Text under study:

Despite being scarcely credited, puppeteer Bill Barretta stars as Phil Philips, the first and possibly last puppet cop on Los Angeles’s police force. He’s since become a private investigator, which brings him his latest client, Sandra, a puppet who looks like Ruth Wilson as designed by the freak who made the sexualized female gremlin of Gremlins 2. Between that and a spate of murders connected to his brother’s old, titular TV show, he gets reconnected with old partner Edwards (Melissa McCarthy), unconvincingly framed, and is forced to (sort of?) solve said spate of homicides.

The result is also a criminal investigation that involves the FBI, and Joel McHale’s Agent Campbell, for reasons in no way explained. It’s not because there’s a massive conspiracy, and it’s certainly not because of the status of the film’s puppet victims: In Happytime‘s half-assed racism parable, puppets are second-class citizens. Ostensibly because of this (but more for the lazy gags), their population is largely addicted to smut and drugs. Their drug of choice? Sugar! They also piss glitter for some reason. The implication would seem to be that they’re such saccharine-sweet characters, even while the exact opposite is all that’s ever depicted, but that’s about as far as the movie ever delves into its self-made world. While it mercifully avoids the obvious “hand up your ass” line anyone would assume was coming, it consequently never even addresses why these characters are “puppets” instead of just sentient plushies.

While this trash is directed by Brian Henson and executive produced by one of a handful of his fellow offspring of Jim Henson, it’s somehow un-ironically focused on killing off rivals to enhance one’s own royalty checks. The titular premise sees members of a thinly-realized children’s show getting offed for what at first seems to be money but is pretty obviously revealed to be a bit more. As a modest B-plot, there’s Edwards dealing with a drug-like sugar addiction thanks to a wound in the line of duty giving her a puppet liver replacement. That puppets are explicitly filled with just polyester stuffing, and that livers don’t work that way, are of course never explained—just some more ways the film is itself a soulless pile of man-made fluff.

What is expected: Retype the part of the puppet movie review from "Despite being scarcely" to "spate of homicides." word for word.

Collected material:
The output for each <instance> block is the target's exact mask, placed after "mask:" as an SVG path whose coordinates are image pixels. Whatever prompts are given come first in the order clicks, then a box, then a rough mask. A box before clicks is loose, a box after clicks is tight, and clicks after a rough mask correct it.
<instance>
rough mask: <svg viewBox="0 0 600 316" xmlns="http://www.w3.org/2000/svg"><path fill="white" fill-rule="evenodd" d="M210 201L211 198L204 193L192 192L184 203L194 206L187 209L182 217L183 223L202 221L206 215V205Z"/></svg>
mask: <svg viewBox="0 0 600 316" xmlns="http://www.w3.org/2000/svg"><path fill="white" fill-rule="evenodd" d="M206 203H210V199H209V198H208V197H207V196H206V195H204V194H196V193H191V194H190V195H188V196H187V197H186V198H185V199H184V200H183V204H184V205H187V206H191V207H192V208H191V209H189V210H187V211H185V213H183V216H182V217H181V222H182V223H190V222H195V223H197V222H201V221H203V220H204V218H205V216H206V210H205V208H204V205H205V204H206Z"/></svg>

Answer below:
Despite being scarcely credited, puppeteer Bill Barretta stars as Phil Philips, the first and possibly last puppet cop on Los Angeles’s police force. He’s since become a private investigator, which brings him his latest client, Sandra, a puppet who looks like Ruth Wilson as designed by the freak who made the sexualized female gremlin of Gremlins 2. Between that and a spate of murders connected to his brother’s old, titular TV show, he gets reconnected with old partner Edwards (Melissa McCarthy), unconvincingly framed, and is forced to (sort of?) solve said spate of homicides.